- EXERCISE GOAL:
Starting at the first line of the rows and stopping after the line that contains "box: [163, 27, 507, 479]", swap "positive clicks" for "include points". Give back only those lines, with everything else unchanged.

Collected data
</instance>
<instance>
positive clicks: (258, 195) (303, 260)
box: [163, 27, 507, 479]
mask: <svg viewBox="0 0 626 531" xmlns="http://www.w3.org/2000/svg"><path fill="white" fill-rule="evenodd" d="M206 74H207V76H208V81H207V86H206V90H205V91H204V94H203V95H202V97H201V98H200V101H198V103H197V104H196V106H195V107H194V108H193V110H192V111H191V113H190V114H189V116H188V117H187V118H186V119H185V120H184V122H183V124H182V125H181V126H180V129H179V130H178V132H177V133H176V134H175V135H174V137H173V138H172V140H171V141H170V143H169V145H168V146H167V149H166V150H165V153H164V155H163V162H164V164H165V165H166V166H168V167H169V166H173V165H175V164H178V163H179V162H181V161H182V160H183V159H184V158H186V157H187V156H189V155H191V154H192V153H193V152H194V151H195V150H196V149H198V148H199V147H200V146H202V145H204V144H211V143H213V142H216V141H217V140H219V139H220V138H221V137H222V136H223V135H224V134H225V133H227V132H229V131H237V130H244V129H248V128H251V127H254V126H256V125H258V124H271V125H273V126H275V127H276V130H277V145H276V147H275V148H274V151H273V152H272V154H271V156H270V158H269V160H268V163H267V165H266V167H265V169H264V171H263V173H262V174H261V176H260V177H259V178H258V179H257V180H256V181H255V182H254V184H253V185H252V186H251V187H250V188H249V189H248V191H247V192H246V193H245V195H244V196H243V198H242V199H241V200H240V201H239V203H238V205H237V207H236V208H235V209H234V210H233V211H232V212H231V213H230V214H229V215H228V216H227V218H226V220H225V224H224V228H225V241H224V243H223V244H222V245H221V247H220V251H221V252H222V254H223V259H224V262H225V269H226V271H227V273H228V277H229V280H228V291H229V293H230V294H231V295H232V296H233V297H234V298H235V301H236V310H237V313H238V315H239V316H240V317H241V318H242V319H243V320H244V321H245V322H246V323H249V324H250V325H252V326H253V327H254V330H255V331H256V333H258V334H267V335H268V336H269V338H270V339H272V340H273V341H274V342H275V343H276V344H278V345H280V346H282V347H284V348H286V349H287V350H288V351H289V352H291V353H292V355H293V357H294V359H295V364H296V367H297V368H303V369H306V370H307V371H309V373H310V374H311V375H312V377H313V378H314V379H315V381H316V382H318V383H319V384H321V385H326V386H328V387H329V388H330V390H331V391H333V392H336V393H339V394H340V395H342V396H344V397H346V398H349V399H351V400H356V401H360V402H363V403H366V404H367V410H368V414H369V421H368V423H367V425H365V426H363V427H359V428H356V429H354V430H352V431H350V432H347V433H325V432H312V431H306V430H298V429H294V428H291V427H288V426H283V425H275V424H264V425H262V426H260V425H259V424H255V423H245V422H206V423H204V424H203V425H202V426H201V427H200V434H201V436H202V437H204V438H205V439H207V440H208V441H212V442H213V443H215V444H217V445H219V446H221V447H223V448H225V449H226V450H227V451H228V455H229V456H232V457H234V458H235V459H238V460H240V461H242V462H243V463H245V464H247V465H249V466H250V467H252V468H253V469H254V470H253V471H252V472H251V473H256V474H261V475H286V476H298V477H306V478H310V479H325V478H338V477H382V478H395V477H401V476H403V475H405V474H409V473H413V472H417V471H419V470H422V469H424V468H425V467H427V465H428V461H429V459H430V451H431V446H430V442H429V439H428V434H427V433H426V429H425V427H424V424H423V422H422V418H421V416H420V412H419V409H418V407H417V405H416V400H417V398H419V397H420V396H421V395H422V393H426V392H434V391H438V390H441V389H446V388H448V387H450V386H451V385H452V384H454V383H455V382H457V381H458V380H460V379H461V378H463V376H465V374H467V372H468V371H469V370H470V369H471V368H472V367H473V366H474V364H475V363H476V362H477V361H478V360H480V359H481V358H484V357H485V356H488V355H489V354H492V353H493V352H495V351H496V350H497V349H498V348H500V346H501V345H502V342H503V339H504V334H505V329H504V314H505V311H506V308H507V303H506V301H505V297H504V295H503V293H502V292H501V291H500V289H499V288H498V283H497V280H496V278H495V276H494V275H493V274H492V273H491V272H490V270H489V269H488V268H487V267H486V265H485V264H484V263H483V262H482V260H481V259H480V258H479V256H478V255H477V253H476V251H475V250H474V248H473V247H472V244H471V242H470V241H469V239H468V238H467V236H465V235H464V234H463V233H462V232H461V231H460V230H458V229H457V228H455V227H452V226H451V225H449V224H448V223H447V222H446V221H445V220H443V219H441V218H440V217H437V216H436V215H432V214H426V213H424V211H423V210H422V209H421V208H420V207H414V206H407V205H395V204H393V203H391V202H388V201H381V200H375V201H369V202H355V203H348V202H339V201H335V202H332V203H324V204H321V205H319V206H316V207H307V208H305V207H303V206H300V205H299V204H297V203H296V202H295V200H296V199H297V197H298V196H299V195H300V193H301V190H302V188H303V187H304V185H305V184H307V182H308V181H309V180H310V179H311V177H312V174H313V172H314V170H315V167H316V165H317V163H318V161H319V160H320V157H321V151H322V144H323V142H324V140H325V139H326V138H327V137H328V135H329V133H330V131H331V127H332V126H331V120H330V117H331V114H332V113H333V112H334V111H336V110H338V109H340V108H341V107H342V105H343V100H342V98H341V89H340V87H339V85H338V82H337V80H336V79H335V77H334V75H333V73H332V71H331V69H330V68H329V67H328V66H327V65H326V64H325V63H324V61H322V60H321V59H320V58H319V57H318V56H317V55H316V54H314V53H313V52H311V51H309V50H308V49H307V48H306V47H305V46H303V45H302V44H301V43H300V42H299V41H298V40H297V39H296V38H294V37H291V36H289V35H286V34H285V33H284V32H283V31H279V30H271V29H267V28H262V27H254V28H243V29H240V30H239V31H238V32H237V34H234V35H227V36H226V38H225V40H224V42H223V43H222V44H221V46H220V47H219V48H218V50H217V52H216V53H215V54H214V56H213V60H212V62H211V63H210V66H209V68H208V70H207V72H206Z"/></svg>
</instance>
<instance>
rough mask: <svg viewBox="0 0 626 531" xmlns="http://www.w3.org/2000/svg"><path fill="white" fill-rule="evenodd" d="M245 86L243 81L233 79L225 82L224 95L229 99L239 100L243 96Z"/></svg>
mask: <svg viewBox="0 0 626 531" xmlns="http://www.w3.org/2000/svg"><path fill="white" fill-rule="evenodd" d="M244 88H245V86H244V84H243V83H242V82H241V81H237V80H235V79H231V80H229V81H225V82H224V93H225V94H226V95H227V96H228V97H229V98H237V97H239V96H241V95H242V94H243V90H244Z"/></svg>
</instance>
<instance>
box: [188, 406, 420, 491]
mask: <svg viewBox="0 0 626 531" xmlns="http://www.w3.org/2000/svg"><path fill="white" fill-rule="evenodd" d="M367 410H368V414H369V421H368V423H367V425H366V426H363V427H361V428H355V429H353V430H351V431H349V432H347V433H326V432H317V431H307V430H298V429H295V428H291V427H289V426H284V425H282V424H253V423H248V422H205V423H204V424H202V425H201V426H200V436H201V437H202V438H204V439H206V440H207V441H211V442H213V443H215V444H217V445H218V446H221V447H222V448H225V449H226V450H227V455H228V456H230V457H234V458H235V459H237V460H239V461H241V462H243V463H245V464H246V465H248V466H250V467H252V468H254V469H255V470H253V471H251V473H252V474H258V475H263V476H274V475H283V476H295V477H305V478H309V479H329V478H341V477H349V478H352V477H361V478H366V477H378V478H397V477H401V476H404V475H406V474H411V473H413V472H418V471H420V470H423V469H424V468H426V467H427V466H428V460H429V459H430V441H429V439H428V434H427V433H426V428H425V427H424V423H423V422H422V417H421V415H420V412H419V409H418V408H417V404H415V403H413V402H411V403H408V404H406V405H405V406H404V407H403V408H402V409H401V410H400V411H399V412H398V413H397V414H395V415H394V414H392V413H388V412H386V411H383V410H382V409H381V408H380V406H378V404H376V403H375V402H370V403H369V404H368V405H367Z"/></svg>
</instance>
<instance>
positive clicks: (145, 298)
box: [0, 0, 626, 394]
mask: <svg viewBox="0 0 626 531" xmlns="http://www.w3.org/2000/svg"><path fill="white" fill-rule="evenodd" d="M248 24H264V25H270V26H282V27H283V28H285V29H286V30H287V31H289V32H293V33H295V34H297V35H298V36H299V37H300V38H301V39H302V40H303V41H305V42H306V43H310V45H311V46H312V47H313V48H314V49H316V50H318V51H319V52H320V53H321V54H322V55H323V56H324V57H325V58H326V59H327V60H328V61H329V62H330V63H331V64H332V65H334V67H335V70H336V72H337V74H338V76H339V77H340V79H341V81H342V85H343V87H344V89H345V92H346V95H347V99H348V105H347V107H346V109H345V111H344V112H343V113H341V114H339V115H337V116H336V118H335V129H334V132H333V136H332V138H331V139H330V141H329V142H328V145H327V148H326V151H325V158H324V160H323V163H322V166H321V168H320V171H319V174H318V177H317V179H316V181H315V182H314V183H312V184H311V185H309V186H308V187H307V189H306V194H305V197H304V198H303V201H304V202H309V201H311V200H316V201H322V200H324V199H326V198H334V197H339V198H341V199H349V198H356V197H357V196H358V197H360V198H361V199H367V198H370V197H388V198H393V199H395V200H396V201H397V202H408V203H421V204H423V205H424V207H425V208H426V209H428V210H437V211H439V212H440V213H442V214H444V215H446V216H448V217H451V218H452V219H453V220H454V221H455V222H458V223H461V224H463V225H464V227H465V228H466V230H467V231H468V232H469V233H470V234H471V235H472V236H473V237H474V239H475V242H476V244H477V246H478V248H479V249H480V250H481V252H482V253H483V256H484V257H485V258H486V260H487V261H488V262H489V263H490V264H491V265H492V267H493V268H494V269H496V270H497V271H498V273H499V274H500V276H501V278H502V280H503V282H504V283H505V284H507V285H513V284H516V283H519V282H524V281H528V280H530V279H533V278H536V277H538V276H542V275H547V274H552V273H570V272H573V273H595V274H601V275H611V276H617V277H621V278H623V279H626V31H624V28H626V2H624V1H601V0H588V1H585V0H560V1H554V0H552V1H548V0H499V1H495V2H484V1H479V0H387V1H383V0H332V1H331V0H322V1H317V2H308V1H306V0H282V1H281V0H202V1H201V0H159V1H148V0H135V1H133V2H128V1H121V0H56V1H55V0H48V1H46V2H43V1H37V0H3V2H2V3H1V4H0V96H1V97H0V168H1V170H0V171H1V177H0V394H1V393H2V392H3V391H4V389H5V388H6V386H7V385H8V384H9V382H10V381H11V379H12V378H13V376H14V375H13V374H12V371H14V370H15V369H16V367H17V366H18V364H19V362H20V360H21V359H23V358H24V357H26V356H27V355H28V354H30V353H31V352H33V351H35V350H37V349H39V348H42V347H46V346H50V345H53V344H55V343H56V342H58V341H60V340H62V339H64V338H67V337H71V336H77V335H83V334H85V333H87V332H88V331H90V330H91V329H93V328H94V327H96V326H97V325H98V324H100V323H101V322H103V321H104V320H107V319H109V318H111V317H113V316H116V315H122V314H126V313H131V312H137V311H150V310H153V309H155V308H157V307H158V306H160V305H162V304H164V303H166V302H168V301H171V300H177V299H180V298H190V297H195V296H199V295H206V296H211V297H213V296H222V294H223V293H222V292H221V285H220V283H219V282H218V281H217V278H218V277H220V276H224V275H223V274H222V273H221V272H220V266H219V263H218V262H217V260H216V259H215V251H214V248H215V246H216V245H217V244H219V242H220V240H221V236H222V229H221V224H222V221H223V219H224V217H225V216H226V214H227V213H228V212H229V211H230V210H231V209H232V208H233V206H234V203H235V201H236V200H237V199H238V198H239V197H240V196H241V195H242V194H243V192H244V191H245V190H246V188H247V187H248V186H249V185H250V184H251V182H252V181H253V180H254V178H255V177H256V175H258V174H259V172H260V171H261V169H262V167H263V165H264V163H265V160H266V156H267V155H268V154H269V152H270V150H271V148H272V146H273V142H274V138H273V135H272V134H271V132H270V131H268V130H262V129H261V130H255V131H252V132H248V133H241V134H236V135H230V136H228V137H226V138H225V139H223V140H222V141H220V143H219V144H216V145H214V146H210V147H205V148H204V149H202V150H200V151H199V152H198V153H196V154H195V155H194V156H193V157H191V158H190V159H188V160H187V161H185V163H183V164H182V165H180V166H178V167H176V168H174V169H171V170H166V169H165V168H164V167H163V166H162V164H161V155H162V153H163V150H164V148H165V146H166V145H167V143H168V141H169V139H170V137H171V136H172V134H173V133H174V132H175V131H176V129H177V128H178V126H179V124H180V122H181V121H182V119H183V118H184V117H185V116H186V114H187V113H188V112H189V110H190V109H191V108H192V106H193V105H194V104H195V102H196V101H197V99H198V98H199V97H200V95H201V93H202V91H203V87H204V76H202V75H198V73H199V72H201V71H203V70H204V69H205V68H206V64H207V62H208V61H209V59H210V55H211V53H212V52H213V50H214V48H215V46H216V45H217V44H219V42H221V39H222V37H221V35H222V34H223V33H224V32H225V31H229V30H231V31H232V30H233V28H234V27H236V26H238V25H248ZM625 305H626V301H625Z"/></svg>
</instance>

- RESULT BELOW:
</instance>
<instance>
include points: (258, 195) (303, 260)
box: [163, 27, 507, 479]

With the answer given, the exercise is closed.